# Exercise instructions
Please copy the rows below verbatim, beginning with the line that contains "As part of the labeling sprint, tag all instances of undermount" and stopping after the line that contains "As part of the labeling sprint, tag all instances of white".

# Dataset records
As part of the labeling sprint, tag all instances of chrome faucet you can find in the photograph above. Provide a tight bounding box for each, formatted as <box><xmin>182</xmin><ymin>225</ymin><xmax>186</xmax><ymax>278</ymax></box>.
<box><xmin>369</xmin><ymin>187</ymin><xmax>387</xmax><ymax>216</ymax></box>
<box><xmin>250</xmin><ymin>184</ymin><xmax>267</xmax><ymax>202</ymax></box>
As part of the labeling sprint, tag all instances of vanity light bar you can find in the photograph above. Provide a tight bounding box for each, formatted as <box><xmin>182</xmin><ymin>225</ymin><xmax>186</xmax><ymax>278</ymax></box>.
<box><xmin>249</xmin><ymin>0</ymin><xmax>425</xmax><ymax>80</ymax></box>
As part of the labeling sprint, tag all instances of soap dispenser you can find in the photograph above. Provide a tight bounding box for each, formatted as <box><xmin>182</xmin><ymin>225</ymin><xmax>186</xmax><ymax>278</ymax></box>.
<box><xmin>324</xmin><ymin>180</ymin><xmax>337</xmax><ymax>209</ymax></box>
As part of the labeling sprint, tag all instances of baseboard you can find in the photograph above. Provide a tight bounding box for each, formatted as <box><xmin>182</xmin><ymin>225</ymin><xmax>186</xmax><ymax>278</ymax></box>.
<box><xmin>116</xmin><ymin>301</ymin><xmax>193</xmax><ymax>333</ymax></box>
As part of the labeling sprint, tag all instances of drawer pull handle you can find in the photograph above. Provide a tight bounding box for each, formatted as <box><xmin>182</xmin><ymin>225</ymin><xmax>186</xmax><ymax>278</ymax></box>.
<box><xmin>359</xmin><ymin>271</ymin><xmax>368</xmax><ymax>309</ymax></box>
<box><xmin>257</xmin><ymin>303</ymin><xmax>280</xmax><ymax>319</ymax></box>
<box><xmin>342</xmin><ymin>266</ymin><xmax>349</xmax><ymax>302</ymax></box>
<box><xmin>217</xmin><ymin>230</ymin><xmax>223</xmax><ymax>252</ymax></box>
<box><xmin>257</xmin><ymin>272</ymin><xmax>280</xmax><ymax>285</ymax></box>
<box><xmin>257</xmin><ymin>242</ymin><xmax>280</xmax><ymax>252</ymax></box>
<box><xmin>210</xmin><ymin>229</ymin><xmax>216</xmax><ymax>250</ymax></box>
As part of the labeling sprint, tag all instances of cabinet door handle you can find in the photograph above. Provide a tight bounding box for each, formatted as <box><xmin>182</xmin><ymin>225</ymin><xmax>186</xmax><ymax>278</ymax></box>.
* * *
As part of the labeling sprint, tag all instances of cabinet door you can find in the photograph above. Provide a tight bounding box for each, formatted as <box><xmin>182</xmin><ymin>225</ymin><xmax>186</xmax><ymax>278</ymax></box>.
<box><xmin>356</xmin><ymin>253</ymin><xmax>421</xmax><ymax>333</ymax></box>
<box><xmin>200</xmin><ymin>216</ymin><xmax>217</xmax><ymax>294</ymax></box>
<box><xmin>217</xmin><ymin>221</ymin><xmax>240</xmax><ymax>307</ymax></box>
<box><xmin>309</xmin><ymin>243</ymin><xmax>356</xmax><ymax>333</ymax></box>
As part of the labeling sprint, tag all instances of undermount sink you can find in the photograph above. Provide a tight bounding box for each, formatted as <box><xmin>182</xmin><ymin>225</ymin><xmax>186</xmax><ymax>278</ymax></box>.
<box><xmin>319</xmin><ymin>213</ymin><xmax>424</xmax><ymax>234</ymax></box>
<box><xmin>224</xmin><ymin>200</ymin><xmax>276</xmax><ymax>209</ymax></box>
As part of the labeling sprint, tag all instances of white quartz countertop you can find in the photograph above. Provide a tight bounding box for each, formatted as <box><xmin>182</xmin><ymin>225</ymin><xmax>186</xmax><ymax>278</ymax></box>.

# Completed exercise
As part of the labeling sprint, tag all instances of undermount sink you can find in the photograph above. Provide a tight bounding box for each, formatted as <box><xmin>182</xmin><ymin>225</ymin><xmax>186</xmax><ymax>278</ymax></box>.
<box><xmin>319</xmin><ymin>213</ymin><xmax>424</xmax><ymax>234</ymax></box>
<box><xmin>224</xmin><ymin>200</ymin><xmax>276</xmax><ymax>209</ymax></box>
As part of the labeling sprint, tag all instances of white quartz countertop you can find in the photograph above. Provide a tight bounding box for each, formatted as <box><xmin>182</xmin><ymin>225</ymin><xmax>186</xmax><ymax>278</ymax></box>.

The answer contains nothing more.